Rows taken from a pointing dataset:
□ □ □ □ □ □ □
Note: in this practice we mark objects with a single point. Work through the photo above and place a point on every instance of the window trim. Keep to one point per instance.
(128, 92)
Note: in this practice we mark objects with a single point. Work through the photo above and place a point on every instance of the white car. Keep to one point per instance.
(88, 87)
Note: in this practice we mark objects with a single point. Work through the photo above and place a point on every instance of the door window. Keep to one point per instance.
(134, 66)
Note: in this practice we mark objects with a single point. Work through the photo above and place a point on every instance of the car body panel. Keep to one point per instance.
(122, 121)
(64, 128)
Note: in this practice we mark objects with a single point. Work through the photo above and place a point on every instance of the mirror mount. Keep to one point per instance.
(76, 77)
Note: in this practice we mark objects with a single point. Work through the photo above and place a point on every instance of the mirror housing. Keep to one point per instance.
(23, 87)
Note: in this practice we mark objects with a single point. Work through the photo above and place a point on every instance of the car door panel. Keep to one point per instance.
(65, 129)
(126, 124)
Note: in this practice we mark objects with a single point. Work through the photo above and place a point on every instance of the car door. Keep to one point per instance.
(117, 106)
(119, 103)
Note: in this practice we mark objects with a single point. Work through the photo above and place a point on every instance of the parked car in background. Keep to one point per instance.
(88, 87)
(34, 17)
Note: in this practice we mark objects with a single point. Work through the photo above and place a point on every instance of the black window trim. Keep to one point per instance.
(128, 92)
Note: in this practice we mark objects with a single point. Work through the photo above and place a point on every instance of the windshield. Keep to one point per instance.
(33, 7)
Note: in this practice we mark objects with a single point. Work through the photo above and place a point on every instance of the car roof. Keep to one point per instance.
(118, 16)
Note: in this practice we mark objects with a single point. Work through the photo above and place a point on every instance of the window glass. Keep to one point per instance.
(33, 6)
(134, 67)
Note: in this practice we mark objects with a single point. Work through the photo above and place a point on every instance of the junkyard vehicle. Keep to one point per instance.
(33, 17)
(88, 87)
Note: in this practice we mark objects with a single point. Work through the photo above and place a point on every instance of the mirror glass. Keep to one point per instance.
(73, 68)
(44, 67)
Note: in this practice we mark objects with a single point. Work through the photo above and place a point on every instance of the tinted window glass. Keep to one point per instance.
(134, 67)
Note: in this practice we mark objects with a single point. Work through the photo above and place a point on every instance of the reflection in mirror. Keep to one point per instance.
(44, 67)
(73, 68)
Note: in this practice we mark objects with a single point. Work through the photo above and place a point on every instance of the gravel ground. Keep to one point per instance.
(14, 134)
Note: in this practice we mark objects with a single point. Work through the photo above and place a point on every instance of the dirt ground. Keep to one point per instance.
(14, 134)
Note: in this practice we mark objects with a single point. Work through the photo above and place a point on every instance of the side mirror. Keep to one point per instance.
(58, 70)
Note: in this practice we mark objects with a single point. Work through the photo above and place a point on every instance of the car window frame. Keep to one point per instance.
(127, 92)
□ □ □ □ □ □ □
Request
Please copy the material word for word, from the line containing "frame. Keep to one point per instance." up to and including the last line of the material.

Result of the task
Note: in this practice we mark objects with a single point. Work through the photo above and place a point on every instance of the car window frame. Keep to one point per instance.
(127, 92)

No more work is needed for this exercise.